January 13, 2011

Week 17: Be A Gracious Host

Be A Gracious Host

You ever wonder why there are some DJs that are in much more demand than others? To clarify, I’m not talking about the amazing DJs you see at a club. I consider them musicians. I’m talking about the wedding DJ, the DJ at a dance, the one at the carnival or public gathering.

I mean, all they do is play previously recorded music, so one is as good as another, right? Wrong. The good ones know that their role is to keep the party moving, keep the people who are there entertained and happy. Sometimes they have to provide the background music to a dinner, and other times they need to get the bodies moving on the dance floor. A good DJ knows that he is in charge of the mood of the room.

If you haven’t figured it out yet, your band is the same as the DJ. When you are on stage, you are in charge of the experience of everyone in the room. It is your job to make sure that each and every person enjoys their time and leaves the bar/club/concert wanting more and wanting to come back.

Don’t ever forget that. You write music because you have to, it’s part of your inner core. You record albums to share the music and hope others get an inkling of the feeling you were expressing when you wrote it. But, you play the music to share your gift for the enjoyment of others.

If you keep that in mind, you can’t go wrong. You will be much happier on stage, the audience will have a better time, and the bar will love you for it (a happy crowd is a thirsty crowd).
++++++
COMPLETE THE FOLLOWING
1 - From the post on being a gracious host, reproduce the part that opens with the words containing "I mean, all" and closes with "of the room.", swapping "dance floor" for "patio".
2 - Translate this sentence from the post on being a gracious host into Spanish: "A good DJ knows that he is in charge of the mood of the room."
3 - Answer these questions using the post on being a gracious host:
(a) Which DJs does the author consider musicians?
(b) According to the post, why do you write music?
(c) What does the post say about a happy crowd?

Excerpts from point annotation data
++++++
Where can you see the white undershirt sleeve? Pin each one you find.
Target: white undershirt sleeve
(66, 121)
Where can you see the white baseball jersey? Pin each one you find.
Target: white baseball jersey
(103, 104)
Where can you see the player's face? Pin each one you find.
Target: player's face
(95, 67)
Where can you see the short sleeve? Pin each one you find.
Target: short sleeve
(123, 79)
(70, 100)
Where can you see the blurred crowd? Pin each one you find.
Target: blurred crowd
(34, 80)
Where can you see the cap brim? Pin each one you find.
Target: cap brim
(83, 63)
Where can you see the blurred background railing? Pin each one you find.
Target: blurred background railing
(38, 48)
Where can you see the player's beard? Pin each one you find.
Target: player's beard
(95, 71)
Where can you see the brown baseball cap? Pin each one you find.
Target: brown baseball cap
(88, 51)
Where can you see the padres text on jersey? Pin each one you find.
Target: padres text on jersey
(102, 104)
++++++
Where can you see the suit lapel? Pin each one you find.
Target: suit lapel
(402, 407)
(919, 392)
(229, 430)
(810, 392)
++++++
SOLUTIONS TO THE PROBLEMS
1 -
I mean, all they do is play previously recorded music, so one is as good as another, right? Wrong. The good ones know that their role is to keep the party moving, keep the people who are there entertained and happy. Sometimes they have to provide the background music to a dinner, and other times they need to get the bodies moving on the patio. A good DJ knows that he is in charge of the mood of the room.

2 - Un buen DJ sabe que está a cargo del ambiente de la sala.

3 -
(a) The amazing DJs you see at a club.
(b) Because you have to; it's part of your inner core.
(c) A happy crowd is a thirsty crowd.